### Reading passage

::::

Epilepsy occurs when a person has continuous seizures. A seizure is abnormal brain activity. A seizure can change how you think or behave, and it can make it hard to be aware of what is happening.
Epilepsy can lead to other problems, like:
- Falls, accidents, and injury.
- Poor memory.
- Sudden unexplained death in epilepsy (SUDEP). This is rare. Its cause is not known.
Most people with epilepsy lead normal lives.
Follow these instructions at home:
- Take only the medications instructed by your doctor.
- Avoid anything that may keep your medicine from working, such as alcohol.
- Get enough rest. Seizures will occur more frequently with sleep deprivation.
- Follow your doctor’s advice about swimming, driving, operating heavy machinery, or doing anything else that would be dangerous if you had a seizure while doing the activity.
Teach friends and family what to do if you have a seizure. They should:
- Lay you on the ground to prevent a fall.
- Cushion your head and body.
- Loosen any tight clothing around your neck.
- Turn you on your side.
- Stay with you until you are better.
- Not hold you down.
- Not put anything in your mouth.
- Know whether or not you need emergency care.
- Avoid anything that causes you to have seizures.
- Keep a seizure diary. Write down what you remember about each seizure, and especially what might have caused it.
- Keep all follow-up visits as told by your doctor. This is important.
Contact a doctor if:
- You have a change in your seizure pattern.
- You get an infection or start to feel sick. You may have more seizures when you are sick.
Get help right away if:
- A seizure does not stop after 5 minutes.
- You have more than one seizure in a row, and you do not have enough time between the seizures to feel better.
- A seizure makes it harder to breathe.
- A seizure is different from other seizures you have had.
- A seizure makes you unable to speak or use a part of your body.
- You did not wake up right after a seizure.
This information is not intended to replace advice given to you by your health care provider. Make sure you discuss any questions you have with your health care provider.

::::

### The data
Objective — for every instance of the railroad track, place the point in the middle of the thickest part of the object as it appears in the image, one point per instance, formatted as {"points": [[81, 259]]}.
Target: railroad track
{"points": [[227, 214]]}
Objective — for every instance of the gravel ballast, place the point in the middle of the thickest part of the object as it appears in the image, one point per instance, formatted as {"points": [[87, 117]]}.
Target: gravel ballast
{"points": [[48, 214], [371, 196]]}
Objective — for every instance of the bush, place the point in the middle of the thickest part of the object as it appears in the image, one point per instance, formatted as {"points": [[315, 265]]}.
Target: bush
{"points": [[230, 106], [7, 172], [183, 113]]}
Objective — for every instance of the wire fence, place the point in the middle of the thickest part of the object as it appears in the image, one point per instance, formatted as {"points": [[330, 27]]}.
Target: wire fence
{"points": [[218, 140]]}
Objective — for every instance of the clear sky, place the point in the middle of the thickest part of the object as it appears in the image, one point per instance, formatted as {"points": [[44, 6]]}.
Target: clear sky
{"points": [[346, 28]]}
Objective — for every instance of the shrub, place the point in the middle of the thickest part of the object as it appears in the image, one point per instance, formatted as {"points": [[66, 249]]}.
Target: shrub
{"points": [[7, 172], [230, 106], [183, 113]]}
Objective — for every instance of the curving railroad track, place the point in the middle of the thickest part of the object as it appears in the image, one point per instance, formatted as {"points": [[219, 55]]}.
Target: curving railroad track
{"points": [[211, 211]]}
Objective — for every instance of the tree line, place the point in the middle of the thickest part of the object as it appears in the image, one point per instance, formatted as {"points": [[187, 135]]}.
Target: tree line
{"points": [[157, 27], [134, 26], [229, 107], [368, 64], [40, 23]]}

::::

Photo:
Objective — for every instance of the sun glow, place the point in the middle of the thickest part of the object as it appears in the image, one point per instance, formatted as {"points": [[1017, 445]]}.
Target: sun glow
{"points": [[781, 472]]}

::::

### Exercises to complete
1) Set down the part of the epilepsy text starting with "- Not put anything" and going on through "you have had.", word for word.
2) Answer these questions from the epilepsy text:
(a) After how many minutes of a seizure that does not stop should a person get help right away?
(b) What does the text say makes seizures occur more frequently?
(c) What does the text say about the cause of sudden unexplained death in epilepsy (SUDEP)?

### Responses for each task
1)
- Not put anything in your mouth.
- Know whether or not you need emergency care.
- Avoid anything that causes you to have seizures.
- Keep a seizure diary. Write down what you remember about each seizure, and especially what might have caused it.
- Keep all follow-up visits as told by your doctor. This is important.
Contact a doctor if:
- You have a change in your seizure pattern.
- You get an infection or start to feel sick. You may have more seizures when you are sick.
Get help right away if:
- A seizure does not stop after 5 minutes.
- You have more than one seizure in a row, and you do not have enough time between the seizures to feel better.
- A seizure makes it harder to breathe.
- A seizure is different from other seizures you have had.

2)
(a) 5 minutes.
(b) Sleep deprivation.
(c) Its cause is not known.